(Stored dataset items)

>> START

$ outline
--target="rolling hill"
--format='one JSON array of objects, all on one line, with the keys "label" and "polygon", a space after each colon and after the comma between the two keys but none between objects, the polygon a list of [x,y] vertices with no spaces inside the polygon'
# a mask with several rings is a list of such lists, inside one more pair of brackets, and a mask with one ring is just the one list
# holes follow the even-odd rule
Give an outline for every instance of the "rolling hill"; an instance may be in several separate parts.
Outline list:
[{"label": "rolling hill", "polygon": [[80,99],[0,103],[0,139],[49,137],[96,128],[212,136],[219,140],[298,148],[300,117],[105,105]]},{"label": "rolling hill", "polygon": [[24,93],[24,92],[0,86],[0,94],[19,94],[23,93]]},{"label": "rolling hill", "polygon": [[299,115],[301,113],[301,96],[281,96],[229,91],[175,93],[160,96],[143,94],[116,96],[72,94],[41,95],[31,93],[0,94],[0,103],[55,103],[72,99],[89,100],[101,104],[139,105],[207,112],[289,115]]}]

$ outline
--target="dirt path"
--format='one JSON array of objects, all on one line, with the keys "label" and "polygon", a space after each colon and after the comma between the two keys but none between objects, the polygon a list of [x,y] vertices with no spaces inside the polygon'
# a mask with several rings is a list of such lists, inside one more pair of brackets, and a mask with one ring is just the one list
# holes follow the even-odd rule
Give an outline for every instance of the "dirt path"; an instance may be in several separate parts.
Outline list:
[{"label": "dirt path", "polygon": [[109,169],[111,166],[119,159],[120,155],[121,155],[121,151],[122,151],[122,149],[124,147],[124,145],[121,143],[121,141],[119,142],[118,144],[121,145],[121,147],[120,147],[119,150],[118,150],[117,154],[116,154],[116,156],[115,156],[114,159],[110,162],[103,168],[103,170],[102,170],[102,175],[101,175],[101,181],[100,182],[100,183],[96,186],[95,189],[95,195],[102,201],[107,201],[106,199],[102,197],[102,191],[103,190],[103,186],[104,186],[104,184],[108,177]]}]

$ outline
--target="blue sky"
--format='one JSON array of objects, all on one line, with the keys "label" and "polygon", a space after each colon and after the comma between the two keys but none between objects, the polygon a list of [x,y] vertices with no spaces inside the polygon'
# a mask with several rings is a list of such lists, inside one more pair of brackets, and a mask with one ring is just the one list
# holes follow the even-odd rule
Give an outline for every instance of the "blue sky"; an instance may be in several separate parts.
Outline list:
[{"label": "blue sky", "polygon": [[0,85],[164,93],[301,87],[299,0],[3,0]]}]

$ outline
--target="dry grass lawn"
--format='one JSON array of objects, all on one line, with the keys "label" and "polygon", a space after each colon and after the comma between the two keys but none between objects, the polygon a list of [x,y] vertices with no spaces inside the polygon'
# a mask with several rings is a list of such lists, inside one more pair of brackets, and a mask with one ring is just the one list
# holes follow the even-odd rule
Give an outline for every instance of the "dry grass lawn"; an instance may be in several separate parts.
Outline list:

>> END

Which lines in the records above contain the string "every", matching case exactly? Show each of those lines in full.

Give an outline for every instance of the "rolling hill"; an instance may be in several separate parts.
Give an outline for every instance of the "dirt path"; an instance may be in several separate parts.
Give an outline for every instance of the "blue sky"; an instance may be in several separate parts.
Give an outline for every instance of the "dry grass lawn"; an instance may be in several separate parts.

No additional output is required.